## Begin Supplied material

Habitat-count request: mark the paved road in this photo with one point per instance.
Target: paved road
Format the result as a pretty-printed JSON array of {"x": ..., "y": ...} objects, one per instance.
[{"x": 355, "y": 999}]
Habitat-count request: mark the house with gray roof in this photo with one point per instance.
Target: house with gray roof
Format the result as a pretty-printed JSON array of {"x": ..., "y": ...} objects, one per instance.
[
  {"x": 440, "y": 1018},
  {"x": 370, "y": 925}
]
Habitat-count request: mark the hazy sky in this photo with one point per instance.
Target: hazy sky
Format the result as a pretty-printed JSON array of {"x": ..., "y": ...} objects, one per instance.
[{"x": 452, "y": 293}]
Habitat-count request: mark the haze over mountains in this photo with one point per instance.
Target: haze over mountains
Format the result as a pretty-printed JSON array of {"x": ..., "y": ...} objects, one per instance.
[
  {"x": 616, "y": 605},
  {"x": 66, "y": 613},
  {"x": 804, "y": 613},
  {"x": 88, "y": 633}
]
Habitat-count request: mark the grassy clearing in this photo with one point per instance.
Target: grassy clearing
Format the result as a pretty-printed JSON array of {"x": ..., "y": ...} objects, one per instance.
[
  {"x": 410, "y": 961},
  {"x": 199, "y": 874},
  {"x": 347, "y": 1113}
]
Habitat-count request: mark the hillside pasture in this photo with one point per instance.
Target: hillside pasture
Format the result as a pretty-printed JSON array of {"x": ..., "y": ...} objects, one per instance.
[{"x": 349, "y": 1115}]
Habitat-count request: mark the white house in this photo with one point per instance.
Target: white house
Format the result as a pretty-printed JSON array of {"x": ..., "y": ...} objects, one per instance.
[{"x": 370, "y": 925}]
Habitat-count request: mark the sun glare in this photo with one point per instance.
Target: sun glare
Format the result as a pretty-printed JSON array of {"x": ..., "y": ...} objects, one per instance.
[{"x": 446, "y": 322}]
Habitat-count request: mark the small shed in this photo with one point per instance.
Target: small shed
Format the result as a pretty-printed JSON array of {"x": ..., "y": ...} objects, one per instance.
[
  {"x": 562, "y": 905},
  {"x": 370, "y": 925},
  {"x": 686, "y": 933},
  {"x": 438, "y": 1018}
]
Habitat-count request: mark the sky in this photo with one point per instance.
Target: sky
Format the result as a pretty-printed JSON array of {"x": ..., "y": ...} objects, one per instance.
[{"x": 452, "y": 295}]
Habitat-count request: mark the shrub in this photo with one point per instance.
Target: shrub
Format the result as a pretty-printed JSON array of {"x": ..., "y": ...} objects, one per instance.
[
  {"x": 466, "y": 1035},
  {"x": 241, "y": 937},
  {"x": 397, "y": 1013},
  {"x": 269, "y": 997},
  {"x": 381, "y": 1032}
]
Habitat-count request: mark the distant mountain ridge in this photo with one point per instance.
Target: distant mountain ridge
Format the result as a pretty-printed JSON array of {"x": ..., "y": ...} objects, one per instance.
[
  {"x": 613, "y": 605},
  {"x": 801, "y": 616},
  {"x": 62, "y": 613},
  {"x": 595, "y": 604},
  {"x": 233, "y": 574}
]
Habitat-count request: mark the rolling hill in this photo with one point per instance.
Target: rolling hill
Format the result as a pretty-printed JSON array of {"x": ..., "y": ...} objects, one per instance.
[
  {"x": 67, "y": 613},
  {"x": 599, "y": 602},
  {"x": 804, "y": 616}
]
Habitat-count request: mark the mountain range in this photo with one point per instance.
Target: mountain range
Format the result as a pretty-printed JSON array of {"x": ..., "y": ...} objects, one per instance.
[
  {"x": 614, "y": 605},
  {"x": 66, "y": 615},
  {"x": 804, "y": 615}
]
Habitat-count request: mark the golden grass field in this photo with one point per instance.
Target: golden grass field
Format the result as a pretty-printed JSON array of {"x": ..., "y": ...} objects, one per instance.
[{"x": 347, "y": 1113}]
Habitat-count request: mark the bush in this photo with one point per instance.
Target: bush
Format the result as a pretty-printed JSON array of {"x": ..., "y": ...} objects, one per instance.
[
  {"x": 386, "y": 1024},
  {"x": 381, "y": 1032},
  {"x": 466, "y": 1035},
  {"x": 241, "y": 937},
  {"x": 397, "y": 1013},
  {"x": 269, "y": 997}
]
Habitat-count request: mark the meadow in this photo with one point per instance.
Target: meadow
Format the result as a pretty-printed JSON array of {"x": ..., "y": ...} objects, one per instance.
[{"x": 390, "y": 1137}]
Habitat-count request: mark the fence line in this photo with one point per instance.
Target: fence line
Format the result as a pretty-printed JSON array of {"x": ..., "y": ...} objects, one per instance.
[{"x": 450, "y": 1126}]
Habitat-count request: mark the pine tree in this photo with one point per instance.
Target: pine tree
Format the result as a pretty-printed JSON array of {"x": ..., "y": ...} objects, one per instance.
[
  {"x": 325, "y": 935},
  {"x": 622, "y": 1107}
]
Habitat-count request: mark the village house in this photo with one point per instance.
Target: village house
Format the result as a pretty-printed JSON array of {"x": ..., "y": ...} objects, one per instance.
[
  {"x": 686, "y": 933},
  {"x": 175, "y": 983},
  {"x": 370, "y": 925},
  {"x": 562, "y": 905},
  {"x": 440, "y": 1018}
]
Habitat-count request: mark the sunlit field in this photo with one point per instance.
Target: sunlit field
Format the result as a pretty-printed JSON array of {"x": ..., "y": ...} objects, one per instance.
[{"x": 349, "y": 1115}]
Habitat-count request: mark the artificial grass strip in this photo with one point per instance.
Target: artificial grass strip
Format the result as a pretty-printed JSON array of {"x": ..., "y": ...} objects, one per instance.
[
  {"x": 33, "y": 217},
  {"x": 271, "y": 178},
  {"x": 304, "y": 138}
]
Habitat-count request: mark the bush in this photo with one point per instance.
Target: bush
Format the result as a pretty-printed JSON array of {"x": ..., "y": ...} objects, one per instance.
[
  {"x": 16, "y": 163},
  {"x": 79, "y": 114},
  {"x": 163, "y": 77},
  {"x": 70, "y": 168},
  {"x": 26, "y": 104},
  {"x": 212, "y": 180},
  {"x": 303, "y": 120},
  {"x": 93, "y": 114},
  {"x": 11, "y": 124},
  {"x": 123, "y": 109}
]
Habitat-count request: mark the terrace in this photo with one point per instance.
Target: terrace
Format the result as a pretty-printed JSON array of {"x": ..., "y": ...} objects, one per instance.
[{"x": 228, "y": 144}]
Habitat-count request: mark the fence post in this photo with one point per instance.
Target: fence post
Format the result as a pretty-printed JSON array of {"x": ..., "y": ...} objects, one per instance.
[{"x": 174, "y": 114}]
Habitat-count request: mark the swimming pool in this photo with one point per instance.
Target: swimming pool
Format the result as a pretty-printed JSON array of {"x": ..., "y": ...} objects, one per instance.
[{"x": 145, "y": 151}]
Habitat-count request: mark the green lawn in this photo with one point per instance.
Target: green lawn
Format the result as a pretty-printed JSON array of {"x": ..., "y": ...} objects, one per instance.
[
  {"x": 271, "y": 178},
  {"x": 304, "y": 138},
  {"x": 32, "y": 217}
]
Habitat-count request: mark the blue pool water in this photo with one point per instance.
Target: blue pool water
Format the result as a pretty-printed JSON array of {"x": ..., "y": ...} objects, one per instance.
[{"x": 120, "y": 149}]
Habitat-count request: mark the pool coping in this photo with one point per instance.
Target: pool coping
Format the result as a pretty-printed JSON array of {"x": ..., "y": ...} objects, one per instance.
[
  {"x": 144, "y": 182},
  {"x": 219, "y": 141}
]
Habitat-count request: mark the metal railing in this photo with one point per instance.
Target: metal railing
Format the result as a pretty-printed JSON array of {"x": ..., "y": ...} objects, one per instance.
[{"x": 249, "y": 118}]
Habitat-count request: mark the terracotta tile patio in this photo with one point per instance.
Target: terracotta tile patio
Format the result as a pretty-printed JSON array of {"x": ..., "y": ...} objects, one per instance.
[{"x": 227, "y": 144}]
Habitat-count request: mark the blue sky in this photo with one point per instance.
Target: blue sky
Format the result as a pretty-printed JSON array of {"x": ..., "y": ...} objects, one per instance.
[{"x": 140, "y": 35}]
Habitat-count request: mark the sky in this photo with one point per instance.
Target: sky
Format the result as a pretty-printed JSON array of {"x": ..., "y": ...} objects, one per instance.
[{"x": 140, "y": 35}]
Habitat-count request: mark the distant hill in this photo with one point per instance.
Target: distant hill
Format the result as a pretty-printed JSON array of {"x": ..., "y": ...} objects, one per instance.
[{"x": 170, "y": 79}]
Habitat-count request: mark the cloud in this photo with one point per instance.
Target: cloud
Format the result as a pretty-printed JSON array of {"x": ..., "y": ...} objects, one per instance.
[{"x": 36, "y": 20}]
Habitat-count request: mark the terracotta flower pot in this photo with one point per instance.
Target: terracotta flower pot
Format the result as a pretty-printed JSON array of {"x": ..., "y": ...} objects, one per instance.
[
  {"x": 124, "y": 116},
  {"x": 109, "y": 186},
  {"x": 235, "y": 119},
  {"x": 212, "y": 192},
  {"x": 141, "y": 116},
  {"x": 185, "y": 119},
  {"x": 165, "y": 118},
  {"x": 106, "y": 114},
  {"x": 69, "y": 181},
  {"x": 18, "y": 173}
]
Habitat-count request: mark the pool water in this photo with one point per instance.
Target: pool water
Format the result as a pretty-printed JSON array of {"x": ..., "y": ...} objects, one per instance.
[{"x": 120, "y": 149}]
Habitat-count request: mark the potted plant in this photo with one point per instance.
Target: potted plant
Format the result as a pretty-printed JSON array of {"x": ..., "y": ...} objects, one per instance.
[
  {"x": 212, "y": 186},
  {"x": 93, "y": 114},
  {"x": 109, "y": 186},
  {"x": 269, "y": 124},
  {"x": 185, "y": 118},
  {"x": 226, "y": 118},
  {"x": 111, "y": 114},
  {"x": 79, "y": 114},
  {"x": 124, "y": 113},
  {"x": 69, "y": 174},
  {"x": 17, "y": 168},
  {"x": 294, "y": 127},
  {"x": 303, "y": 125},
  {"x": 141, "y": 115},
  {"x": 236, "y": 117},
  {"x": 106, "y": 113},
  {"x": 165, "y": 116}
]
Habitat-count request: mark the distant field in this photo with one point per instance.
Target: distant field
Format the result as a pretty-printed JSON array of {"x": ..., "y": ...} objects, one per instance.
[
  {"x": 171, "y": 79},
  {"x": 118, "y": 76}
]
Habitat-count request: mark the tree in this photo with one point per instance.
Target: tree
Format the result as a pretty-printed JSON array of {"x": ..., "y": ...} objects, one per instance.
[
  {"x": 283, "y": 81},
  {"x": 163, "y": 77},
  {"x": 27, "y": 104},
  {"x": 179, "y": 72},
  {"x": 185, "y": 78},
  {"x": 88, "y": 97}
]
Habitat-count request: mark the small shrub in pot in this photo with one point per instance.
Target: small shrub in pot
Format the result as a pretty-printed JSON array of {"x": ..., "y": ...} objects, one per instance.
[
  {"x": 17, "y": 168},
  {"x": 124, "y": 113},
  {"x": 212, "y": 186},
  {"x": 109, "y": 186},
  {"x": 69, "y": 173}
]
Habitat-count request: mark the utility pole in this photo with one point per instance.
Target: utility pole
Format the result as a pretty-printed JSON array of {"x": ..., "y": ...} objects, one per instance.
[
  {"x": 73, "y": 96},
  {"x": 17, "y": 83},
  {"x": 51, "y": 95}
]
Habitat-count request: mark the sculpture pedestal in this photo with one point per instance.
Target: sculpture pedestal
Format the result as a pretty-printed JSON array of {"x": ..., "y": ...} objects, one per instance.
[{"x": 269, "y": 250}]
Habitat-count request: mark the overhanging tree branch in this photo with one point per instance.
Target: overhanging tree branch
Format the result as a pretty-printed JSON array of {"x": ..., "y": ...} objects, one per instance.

## End Supplied material

Task to complete ▸ Only the lines from the one containing "Habitat-count request: mark the utility" through the end of the entries above belong in the answer; repeat them exactly.

Solution to this problem ▸
Habitat-count request: mark the utility pole in this photo with one point per instance.
Target: utility pole
Format the result as a pretty-printed JSON array of {"x": ..., "y": ...} objects, one per instance.
[
  {"x": 73, "y": 96},
  {"x": 17, "y": 83},
  {"x": 51, "y": 95}
]
Habitat-count request: mark the sculpture pedestal in this photo with one point per instance.
Target: sculpture pedestal
Format the result as a pretty-printed JSON array of {"x": ..., "y": ...} objects, one per instance.
[{"x": 269, "y": 250}]
Habitat-count request: mark the overhanging tree branch in this photo with one point per instance.
Target: overhanging tree branch
Format the result as a pretty-printed JSON array of {"x": ..., "y": ...} objects, one per instance.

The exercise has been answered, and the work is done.